» Quoted passage:
## start

- Italian theatrical release poster by Renato Casaro
- Directed by: Castellano & Pipolo
- Written by: Castellano & Pipolo
- Produced by: Mario Cecchi Gori Vittorio Cecchi Gori
- Starring: Adriano Celentano; Enrico Montesano; Diego Abatantuono; Carlo Verdone; Eleonora Giorgi;
- Cinematography: Danilo Desideri
- Edited by: Antonio Siciliano
- Music by: Armando Trovajoli
- Production company: Intercapital
- Distributed by: Cinema International Corporation
- Release date: 1982;
- Running time: 114 min
- Country: Italy
- Language: Italian

= Grand Hotel Excelsior =

1982 film by Castellano & Pipolo

Grand Hotel Excelsior is a 1982 Italian comedy film directed by Castellano & Pipolo. The film was a commercial success, being the best grossing film in the season 1982/83 at the Italian box office.

## end

» Extracted material:
## start

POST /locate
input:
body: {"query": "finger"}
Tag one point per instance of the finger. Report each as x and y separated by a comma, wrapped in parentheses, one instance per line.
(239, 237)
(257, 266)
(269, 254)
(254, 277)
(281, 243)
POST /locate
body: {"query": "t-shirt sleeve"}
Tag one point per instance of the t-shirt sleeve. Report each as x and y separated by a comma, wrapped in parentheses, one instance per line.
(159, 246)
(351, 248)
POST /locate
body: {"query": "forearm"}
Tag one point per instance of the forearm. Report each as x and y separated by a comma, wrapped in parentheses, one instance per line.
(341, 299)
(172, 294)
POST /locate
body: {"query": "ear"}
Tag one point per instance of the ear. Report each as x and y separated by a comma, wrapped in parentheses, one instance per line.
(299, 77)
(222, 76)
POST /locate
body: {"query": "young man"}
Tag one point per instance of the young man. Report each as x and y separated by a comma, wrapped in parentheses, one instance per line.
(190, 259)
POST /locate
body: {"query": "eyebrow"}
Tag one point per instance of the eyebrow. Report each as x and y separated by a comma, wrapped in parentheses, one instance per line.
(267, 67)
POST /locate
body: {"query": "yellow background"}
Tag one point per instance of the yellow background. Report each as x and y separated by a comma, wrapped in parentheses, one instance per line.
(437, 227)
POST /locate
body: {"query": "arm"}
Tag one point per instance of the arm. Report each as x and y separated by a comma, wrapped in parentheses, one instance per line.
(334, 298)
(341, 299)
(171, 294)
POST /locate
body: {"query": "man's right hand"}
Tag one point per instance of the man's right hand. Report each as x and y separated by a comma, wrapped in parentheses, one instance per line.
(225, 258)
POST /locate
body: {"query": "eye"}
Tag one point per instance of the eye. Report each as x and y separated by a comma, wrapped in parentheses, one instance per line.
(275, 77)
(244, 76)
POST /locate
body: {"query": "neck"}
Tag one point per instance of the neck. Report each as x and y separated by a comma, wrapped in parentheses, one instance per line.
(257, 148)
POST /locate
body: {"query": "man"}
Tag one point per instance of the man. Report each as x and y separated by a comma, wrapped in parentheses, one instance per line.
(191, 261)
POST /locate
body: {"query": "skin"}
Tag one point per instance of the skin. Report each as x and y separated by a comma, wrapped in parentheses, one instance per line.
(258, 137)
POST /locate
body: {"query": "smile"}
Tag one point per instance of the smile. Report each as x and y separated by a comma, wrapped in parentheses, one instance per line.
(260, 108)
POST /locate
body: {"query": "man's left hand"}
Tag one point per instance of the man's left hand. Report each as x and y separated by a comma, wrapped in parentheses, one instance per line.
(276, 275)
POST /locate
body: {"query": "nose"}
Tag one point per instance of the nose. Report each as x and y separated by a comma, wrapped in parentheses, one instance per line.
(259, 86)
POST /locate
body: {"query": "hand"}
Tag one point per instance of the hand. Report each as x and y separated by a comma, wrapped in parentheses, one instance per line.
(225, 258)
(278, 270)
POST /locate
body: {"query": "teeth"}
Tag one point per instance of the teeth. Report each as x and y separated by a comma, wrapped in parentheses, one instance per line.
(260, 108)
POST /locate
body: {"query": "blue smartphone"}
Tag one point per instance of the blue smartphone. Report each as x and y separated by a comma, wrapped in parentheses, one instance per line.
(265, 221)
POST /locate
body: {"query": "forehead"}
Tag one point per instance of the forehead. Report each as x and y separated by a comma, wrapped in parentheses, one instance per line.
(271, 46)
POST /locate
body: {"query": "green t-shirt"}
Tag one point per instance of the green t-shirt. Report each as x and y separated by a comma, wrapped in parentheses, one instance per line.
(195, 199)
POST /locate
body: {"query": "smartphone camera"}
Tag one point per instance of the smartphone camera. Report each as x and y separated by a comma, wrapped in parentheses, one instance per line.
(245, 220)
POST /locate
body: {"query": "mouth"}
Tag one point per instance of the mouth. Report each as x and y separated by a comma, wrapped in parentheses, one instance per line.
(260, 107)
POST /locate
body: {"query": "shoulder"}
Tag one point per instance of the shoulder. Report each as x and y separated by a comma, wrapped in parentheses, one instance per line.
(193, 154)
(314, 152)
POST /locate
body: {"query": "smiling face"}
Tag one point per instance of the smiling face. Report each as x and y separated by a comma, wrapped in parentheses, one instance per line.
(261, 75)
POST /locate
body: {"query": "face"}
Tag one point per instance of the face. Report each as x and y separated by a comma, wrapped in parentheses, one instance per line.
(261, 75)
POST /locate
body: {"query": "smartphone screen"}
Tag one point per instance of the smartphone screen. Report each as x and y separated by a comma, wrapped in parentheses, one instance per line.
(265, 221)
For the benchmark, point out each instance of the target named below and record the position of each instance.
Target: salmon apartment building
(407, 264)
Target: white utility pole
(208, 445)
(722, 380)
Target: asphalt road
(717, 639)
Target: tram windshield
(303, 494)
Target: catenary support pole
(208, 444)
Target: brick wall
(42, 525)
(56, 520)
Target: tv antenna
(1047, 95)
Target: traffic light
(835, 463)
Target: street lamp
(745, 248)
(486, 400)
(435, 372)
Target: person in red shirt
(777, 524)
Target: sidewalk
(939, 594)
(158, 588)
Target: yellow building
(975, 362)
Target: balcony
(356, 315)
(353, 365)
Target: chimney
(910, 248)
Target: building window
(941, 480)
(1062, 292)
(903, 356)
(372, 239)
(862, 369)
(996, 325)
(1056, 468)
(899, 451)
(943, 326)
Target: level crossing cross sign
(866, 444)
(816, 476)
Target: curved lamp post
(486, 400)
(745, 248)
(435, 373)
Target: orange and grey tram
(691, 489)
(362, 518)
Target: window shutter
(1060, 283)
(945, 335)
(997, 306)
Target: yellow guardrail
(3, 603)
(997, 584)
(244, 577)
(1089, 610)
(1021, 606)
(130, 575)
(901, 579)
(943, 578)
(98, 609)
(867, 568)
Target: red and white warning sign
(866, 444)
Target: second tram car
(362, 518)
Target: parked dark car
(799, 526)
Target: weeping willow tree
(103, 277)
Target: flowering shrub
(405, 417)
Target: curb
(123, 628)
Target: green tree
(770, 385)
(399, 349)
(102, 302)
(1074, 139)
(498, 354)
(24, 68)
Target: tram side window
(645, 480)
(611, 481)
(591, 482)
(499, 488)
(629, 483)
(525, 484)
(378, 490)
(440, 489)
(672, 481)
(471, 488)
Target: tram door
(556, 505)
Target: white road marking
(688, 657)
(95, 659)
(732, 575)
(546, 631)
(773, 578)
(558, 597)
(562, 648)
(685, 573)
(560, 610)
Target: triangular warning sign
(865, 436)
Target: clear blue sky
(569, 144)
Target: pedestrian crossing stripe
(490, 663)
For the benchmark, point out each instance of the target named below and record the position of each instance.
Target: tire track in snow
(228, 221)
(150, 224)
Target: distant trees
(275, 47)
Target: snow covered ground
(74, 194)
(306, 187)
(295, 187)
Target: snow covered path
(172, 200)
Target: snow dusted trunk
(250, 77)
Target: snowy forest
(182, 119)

## end

» Task set:
[a] For each statement about the Grand Hotel Excelsior film entry, answer yes or no and quote the words of the entry that decide it. (i) Armando Trovajoli wrote the music. (ii) The film runs 124 minutes. (iii) The film was the top-grossing film of the 1982/83 season at the Italian box office.
[b] Carry the Grand Hotel Excelsior film entry forward from its last sentence.
Nothing here depends on the items.

» Task answers:
[a]
(i) Yes: "Music by: Armando Trovajoli"
(ii) No: "Running time: 114 min"
(iii) Yes: "being the best grossing film in the season 1982/83 at the Italian box office"

[b]
== Plot ==
Four funny characters are working in a luxurious Grand Hotel. Mr. Thaddeus is the hotel manager, lover of beautiful music and womanizer; Egisto Costanzi is a waiter who has lost his wife and who is in search of the ideal woman; Segrate is the magician illusionist entertainer during evenings at the Hotel. He is a vainglorious and a bungler, who has never managed to levitate. Finally in the hotel there is a bungler boxer: Pericles, who organizes the end of the story a great evening concert, where they play all four star protagonists of the film.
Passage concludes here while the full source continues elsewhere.